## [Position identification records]
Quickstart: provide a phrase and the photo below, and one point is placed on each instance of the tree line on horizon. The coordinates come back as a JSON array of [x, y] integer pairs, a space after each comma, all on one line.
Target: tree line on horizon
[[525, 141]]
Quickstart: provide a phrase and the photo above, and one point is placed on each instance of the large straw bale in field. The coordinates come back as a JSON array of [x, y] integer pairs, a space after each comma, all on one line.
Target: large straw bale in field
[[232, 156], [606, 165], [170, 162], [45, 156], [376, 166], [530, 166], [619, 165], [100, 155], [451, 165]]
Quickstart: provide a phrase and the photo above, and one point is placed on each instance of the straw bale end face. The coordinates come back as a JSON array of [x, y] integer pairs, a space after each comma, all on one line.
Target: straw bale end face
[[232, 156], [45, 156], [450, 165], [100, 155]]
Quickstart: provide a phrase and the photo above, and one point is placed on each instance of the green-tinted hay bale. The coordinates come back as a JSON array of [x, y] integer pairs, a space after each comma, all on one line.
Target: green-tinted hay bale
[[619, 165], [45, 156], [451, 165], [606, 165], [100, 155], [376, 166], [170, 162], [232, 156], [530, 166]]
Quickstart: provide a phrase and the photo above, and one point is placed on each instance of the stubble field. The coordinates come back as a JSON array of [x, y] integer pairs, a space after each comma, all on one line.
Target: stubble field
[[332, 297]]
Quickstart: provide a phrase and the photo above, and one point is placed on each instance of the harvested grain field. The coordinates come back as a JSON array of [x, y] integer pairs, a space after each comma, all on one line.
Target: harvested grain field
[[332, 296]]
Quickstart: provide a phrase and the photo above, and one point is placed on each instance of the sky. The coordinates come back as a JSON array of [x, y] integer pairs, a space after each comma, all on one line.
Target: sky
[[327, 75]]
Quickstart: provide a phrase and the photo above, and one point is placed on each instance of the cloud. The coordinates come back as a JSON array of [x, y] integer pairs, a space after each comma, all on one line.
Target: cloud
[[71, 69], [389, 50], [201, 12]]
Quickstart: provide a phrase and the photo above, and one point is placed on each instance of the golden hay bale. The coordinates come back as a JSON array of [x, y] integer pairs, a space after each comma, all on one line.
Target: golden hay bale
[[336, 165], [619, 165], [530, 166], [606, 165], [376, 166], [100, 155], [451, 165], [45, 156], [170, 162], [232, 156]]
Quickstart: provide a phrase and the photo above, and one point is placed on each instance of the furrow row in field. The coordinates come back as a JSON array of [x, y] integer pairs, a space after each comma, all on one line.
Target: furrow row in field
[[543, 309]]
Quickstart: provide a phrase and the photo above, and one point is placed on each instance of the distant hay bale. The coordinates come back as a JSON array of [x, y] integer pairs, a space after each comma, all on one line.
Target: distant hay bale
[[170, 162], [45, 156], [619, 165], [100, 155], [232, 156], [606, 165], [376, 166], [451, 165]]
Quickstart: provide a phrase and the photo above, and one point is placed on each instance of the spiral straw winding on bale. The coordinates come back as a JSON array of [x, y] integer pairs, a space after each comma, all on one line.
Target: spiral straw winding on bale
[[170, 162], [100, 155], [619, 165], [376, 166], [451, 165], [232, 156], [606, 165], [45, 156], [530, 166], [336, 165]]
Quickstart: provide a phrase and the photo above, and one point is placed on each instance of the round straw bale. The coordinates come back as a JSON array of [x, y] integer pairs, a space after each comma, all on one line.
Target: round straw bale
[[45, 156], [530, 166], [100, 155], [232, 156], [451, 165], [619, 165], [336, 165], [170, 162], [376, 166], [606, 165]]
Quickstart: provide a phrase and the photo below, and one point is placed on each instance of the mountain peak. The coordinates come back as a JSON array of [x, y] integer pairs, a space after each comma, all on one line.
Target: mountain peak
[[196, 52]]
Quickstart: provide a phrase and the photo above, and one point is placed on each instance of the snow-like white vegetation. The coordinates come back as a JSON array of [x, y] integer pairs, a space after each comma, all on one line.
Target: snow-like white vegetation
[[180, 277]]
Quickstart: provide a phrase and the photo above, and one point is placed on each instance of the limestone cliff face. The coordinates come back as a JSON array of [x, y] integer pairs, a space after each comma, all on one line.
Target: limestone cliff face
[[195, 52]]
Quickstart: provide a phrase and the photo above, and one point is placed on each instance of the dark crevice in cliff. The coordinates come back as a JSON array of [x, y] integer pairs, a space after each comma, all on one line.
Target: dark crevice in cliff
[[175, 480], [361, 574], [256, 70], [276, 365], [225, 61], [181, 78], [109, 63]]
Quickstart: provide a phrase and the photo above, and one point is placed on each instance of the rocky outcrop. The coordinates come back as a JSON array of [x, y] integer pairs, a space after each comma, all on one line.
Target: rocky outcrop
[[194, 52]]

## [Prompt]
Swap "distant" for "faraway" in the entries, starting with the line with "of the distant" and going on through the line with "Target: distant hay bale". Give only those lines, with everything else unchanged.

## [Result of this exercise]
Quickstart: provide a phrase and the photo above, and one point is placed on each instance of the faraway hay bale. The coordinates come back as a JSON array of [x, y] integer pairs, a space after each comma, all on one line.
Target: faraway hay bale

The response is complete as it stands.